**ENTRIES**
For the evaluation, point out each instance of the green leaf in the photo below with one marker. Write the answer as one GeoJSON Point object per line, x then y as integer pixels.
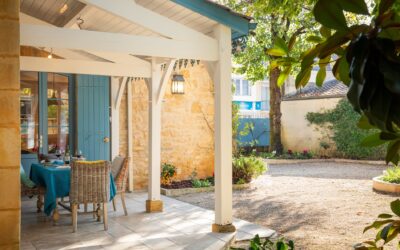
{"type": "Point", "coordinates": [392, 234]}
{"type": "Point", "coordinates": [276, 52]}
{"type": "Point", "coordinates": [377, 224]}
{"type": "Point", "coordinates": [322, 70]}
{"type": "Point", "coordinates": [333, 43]}
{"type": "Point", "coordinates": [330, 14]}
{"type": "Point", "coordinates": [370, 242]}
{"type": "Point", "coordinates": [343, 69]}
{"type": "Point", "coordinates": [303, 77]}
{"type": "Point", "coordinates": [292, 40]}
{"type": "Point", "coordinates": [325, 32]}
{"type": "Point", "coordinates": [284, 75]}
{"type": "Point", "coordinates": [385, 5]}
{"type": "Point", "coordinates": [281, 246]}
{"type": "Point", "coordinates": [395, 207]}
{"type": "Point", "coordinates": [372, 141]}
{"type": "Point", "coordinates": [385, 231]}
{"type": "Point", "coordinates": [315, 39]}
{"type": "Point", "coordinates": [320, 76]}
{"type": "Point", "coordinates": [392, 152]}
{"type": "Point", "coordinates": [385, 216]}
{"type": "Point", "coordinates": [279, 49]}
{"type": "Point", "coordinates": [363, 123]}
{"type": "Point", "coordinates": [355, 6]}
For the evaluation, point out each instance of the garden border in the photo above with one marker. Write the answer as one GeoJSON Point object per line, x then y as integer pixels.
{"type": "Point", "coordinates": [335, 160]}
{"type": "Point", "coordinates": [182, 191]}
{"type": "Point", "coordinates": [385, 187]}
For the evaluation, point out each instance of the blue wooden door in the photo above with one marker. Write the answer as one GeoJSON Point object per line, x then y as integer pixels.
{"type": "Point", "coordinates": [93, 130]}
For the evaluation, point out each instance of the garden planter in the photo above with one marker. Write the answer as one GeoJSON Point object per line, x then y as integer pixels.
{"type": "Point", "coordinates": [182, 191]}
{"type": "Point", "coordinates": [385, 187]}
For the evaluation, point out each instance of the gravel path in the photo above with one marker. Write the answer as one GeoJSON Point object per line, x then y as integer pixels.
{"type": "Point", "coordinates": [318, 205]}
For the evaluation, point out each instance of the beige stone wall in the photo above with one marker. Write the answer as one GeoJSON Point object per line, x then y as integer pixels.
{"type": "Point", "coordinates": [10, 144]}
{"type": "Point", "coordinates": [297, 133]}
{"type": "Point", "coordinates": [187, 127]}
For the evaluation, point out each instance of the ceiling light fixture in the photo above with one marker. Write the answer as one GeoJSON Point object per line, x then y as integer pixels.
{"type": "Point", "coordinates": [64, 9]}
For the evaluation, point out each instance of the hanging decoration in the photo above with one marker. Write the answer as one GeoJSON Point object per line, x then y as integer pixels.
{"type": "Point", "coordinates": [178, 84]}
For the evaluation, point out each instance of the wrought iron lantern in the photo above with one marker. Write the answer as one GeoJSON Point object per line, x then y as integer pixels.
{"type": "Point", "coordinates": [178, 84]}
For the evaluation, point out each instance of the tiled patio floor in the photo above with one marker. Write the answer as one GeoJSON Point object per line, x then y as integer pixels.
{"type": "Point", "coordinates": [180, 226]}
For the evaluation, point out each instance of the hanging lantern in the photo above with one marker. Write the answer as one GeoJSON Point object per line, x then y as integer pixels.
{"type": "Point", "coordinates": [178, 84]}
{"type": "Point", "coordinates": [53, 100]}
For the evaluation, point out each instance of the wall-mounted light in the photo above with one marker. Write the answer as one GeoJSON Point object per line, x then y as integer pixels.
{"type": "Point", "coordinates": [178, 84]}
{"type": "Point", "coordinates": [50, 56]}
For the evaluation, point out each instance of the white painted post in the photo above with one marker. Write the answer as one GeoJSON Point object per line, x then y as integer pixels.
{"type": "Point", "coordinates": [130, 134]}
{"type": "Point", "coordinates": [154, 203]}
{"type": "Point", "coordinates": [223, 132]}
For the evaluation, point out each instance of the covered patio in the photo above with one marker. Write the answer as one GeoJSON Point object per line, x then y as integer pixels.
{"type": "Point", "coordinates": [125, 41]}
{"type": "Point", "coordinates": [179, 226]}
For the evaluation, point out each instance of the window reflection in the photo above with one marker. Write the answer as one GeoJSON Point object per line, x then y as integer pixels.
{"type": "Point", "coordinates": [57, 112]}
{"type": "Point", "coordinates": [29, 114]}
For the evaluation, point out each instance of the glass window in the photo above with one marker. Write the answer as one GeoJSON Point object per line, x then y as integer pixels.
{"type": "Point", "coordinates": [57, 112]}
{"type": "Point", "coordinates": [245, 87]}
{"type": "Point", "coordinates": [29, 115]}
{"type": "Point", "coordinates": [237, 87]}
{"type": "Point", "coordinates": [264, 98]}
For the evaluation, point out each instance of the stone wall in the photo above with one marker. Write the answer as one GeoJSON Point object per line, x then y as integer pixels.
{"type": "Point", "coordinates": [10, 140]}
{"type": "Point", "coordinates": [187, 127]}
{"type": "Point", "coordinates": [297, 133]}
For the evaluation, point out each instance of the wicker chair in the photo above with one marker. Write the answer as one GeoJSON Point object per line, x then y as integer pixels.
{"type": "Point", "coordinates": [90, 183]}
{"type": "Point", "coordinates": [119, 170]}
{"type": "Point", "coordinates": [31, 192]}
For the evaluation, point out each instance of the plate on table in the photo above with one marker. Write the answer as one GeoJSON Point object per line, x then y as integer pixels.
{"type": "Point", "coordinates": [63, 166]}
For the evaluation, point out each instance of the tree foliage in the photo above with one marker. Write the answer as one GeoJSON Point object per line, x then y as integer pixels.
{"type": "Point", "coordinates": [277, 21]}
{"type": "Point", "coordinates": [366, 58]}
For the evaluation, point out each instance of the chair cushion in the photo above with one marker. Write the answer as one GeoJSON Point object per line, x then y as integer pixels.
{"type": "Point", "coordinates": [25, 179]}
{"type": "Point", "coordinates": [116, 165]}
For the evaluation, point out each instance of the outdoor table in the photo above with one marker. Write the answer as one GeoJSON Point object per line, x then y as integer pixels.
{"type": "Point", "coordinates": [57, 181]}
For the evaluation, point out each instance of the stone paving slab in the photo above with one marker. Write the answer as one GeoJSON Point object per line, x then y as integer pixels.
{"type": "Point", "coordinates": [180, 226]}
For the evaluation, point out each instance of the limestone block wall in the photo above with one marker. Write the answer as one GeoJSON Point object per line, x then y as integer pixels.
{"type": "Point", "coordinates": [297, 133]}
{"type": "Point", "coordinates": [187, 139]}
{"type": "Point", "coordinates": [10, 145]}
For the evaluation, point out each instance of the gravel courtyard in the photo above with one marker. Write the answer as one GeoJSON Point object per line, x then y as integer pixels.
{"type": "Point", "coordinates": [318, 205]}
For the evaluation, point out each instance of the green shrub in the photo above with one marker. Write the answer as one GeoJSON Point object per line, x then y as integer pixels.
{"type": "Point", "coordinates": [201, 183]}
{"type": "Point", "coordinates": [258, 244]}
{"type": "Point", "coordinates": [168, 173]}
{"type": "Point", "coordinates": [246, 168]}
{"type": "Point", "coordinates": [392, 175]}
{"type": "Point", "coordinates": [342, 121]}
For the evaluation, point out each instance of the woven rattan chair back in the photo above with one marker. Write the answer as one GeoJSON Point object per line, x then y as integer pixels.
{"type": "Point", "coordinates": [122, 176]}
{"type": "Point", "coordinates": [90, 182]}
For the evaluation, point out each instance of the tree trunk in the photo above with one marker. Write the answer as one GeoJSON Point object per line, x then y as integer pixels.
{"type": "Point", "coordinates": [275, 111]}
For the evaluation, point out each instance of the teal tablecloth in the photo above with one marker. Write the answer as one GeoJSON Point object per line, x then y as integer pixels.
{"type": "Point", "coordinates": [57, 184]}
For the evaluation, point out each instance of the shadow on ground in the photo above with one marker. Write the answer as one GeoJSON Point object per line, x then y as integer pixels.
{"type": "Point", "coordinates": [329, 171]}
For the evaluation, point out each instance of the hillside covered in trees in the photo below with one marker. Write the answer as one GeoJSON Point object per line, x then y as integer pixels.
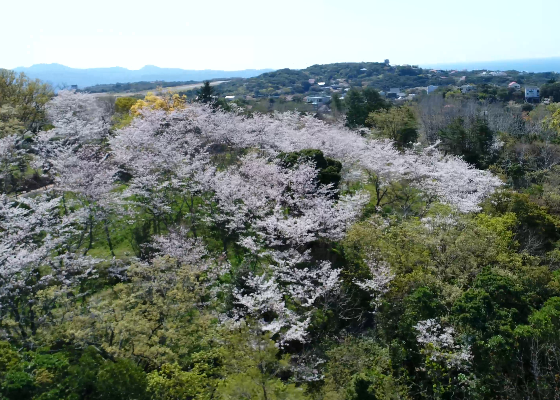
{"type": "Point", "coordinates": [379, 76]}
{"type": "Point", "coordinates": [171, 249]}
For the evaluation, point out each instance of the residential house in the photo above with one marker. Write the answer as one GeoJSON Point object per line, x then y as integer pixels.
{"type": "Point", "coordinates": [467, 88]}
{"type": "Point", "coordinates": [317, 100]}
{"type": "Point", "coordinates": [532, 94]}
{"type": "Point", "coordinates": [514, 85]}
{"type": "Point", "coordinates": [431, 89]}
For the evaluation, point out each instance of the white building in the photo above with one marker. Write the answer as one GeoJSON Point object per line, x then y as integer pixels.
{"type": "Point", "coordinates": [532, 94]}
{"type": "Point", "coordinates": [431, 89]}
{"type": "Point", "coordinates": [467, 88]}
{"type": "Point", "coordinates": [318, 100]}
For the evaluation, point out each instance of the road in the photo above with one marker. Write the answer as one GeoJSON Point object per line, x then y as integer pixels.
{"type": "Point", "coordinates": [172, 89]}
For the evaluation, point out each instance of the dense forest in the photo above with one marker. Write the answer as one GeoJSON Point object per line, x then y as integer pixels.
{"type": "Point", "coordinates": [380, 76]}
{"type": "Point", "coordinates": [171, 249]}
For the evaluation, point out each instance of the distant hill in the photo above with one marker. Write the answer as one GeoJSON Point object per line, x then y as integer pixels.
{"type": "Point", "coordinates": [551, 64]}
{"type": "Point", "coordinates": [338, 77]}
{"type": "Point", "coordinates": [58, 74]}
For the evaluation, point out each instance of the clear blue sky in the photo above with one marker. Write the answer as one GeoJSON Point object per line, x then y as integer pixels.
{"type": "Point", "coordinates": [240, 34]}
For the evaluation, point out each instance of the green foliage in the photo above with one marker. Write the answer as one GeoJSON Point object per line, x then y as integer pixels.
{"type": "Point", "coordinates": [470, 139]}
{"type": "Point", "coordinates": [329, 169]}
{"type": "Point", "coordinates": [206, 93]}
{"type": "Point", "coordinates": [22, 103]}
{"type": "Point", "coordinates": [397, 123]}
{"type": "Point", "coordinates": [361, 104]}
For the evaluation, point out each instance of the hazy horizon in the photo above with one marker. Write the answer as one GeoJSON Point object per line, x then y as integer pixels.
{"type": "Point", "coordinates": [253, 35]}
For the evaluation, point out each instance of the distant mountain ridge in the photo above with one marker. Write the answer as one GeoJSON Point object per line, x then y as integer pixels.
{"type": "Point", "coordinates": [550, 64]}
{"type": "Point", "coordinates": [58, 74]}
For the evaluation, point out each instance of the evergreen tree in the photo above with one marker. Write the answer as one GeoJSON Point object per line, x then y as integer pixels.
{"type": "Point", "coordinates": [206, 93]}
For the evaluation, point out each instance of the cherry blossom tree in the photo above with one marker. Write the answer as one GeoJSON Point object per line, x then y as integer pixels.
{"type": "Point", "coordinates": [164, 154]}
{"type": "Point", "coordinates": [37, 251]}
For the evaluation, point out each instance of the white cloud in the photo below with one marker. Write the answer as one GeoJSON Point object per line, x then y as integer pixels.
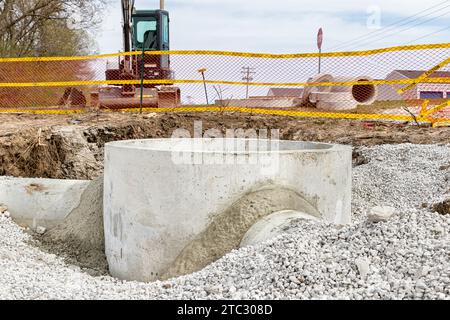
{"type": "Point", "coordinates": [280, 25]}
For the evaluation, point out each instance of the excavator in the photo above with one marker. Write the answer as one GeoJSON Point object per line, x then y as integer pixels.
{"type": "Point", "coordinates": [143, 31]}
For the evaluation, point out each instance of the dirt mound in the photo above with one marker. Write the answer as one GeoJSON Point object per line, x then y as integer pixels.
{"type": "Point", "coordinates": [71, 147]}
{"type": "Point", "coordinates": [80, 237]}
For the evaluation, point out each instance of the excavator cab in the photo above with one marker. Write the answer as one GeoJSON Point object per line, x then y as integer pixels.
{"type": "Point", "coordinates": [151, 30]}
{"type": "Point", "coordinates": [143, 30]}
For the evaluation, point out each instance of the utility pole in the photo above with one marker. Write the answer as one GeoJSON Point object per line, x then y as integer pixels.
{"type": "Point", "coordinates": [202, 72]}
{"type": "Point", "coordinates": [248, 74]}
{"type": "Point", "coordinates": [319, 45]}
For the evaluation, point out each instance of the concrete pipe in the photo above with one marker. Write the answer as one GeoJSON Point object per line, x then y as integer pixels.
{"type": "Point", "coordinates": [345, 105]}
{"type": "Point", "coordinates": [173, 206]}
{"type": "Point", "coordinates": [365, 94]}
{"type": "Point", "coordinates": [273, 226]}
{"type": "Point", "coordinates": [308, 90]}
{"type": "Point", "coordinates": [334, 101]}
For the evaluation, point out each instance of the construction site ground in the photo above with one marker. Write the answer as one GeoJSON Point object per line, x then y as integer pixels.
{"type": "Point", "coordinates": [71, 146]}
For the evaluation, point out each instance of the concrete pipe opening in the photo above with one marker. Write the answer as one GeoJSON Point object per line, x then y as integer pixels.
{"type": "Point", "coordinates": [365, 93]}
{"type": "Point", "coordinates": [273, 226]}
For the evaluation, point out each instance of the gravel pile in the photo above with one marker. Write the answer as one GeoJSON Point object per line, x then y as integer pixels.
{"type": "Point", "coordinates": [406, 257]}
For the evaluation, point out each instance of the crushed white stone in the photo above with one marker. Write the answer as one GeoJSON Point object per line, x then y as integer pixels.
{"type": "Point", "coordinates": [405, 257]}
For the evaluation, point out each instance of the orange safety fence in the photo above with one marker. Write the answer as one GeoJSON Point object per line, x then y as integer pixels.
{"type": "Point", "coordinates": [409, 83]}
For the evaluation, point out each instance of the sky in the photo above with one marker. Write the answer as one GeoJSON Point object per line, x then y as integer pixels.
{"type": "Point", "coordinates": [288, 26]}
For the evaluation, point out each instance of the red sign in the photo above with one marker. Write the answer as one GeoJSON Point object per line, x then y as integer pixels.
{"type": "Point", "coordinates": [320, 39]}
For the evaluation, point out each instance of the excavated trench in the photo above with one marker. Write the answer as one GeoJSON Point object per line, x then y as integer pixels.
{"type": "Point", "coordinates": [72, 147]}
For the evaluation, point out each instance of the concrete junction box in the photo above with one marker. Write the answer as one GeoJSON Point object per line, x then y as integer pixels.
{"type": "Point", "coordinates": [173, 206]}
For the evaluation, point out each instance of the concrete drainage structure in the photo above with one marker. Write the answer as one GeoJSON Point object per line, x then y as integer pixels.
{"type": "Point", "coordinates": [173, 206]}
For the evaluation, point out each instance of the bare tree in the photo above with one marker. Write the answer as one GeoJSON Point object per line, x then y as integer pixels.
{"type": "Point", "coordinates": [47, 27]}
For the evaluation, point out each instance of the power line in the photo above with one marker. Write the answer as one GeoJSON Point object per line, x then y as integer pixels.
{"type": "Point", "coordinates": [429, 34]}
{"type": "Point", "coordinates": [398, 23]}
{"type": "Point", "coordinates": [402, 30]}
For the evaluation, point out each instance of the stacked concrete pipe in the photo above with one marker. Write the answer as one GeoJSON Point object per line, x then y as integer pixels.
{"type": "Point", "coordinates": [173, 206]}
{"type": "Point", "coordinates": [340, 98]}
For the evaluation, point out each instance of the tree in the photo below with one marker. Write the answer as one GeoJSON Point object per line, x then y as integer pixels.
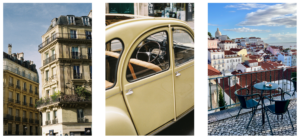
{"type": "Point", "coordinates": [209, 35]}
{"type": "Point", "coordinates": [221, 100]}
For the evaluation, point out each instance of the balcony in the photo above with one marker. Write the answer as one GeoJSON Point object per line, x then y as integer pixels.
{"type": "Point", "coordinates": [77, 56]}
{"type": "Point", "coordinates": [18, 87]}
{"type": "Point", "coordinates": [82, 120]}
{"type": "Point", "coordinates": [18, 101]}
{"type": "Point", "coordinates": [77, 76]}
{"type": "Point", "coordinates": [17, 118]}
{"type": "Point", "coordinates": [222, 120]}
{"type": "Point", "coordinates": [14, 70]}
{"type": "Point", "coordinates": [48, 122]}
{"type": "Point", "coordinates": [24, 120]}
{"type": "Point", "coordinates": [49, 60]}
{"type": "Point", "coordinates": [63, 98]}
{"type": "Point", "coordinates": [64, 36]}
{"type": "Point", "coordinates": [55, 121]}
{"type": "Point", "coordinates": [10, 100]}
{"type": "Point", "coordinates": [9, 117]}
{"type": "Point", "coordinates": [36, 121]}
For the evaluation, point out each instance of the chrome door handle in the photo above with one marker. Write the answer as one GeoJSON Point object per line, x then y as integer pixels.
{"type": "Point", "coordinates": [129, 92]}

**REQUEST**
Return the lines above, from the one containing "For the evaluation, point out each instance of the balcony" to the end, exactly as they stand.

**ANSWER TO THIS EXERCISE**
For the evaluation, point out each instance of the balcony in the photo above with one marker. Write the answer as one GeoJSON Point object per line, x then y as integer pixels.
{"type": "Point", "coordinates": [77, 56]}
{"type": "Point", "coordinates": [18, 87]}
{"type": "Point", "coordinates": [82, 120]}
{"type": "Point", "coordinates": [18, 101]}
{"type": "Point", "coordinates": [77, 76]}
{"type": "Point", "coordinates": [17, 118]}
{"type": "Point", "coordinates": [222, 120]}
{"type": "Point", "coordinates": [14, 70]}
{"type": "Point", "coordinates": [48, 122]}
{"type": "Point", "coordinates": [24, 120]}
{"type": "Point", "coordinates": [49, 60]}
{"type": "Point", "coordinates": [63, 98]}
{"type": "Point", "coordinates": [64, 36]}
{"type": "Point", "coordinates": [55, 121]}
{"type": "Point", "coordinates": [10, 100]}
{"type": "Point", "coordinates": [9, 117]}
{"type": "Point", "coordinates": [36, 121]}
For the evaluation, point out each instance of the chrome door handle in the photo above with one marker. Write the answer as one GeoJSON Point object per line, x then y as integer pixels.
{"type": "Point", "coordinates": [129, 92]}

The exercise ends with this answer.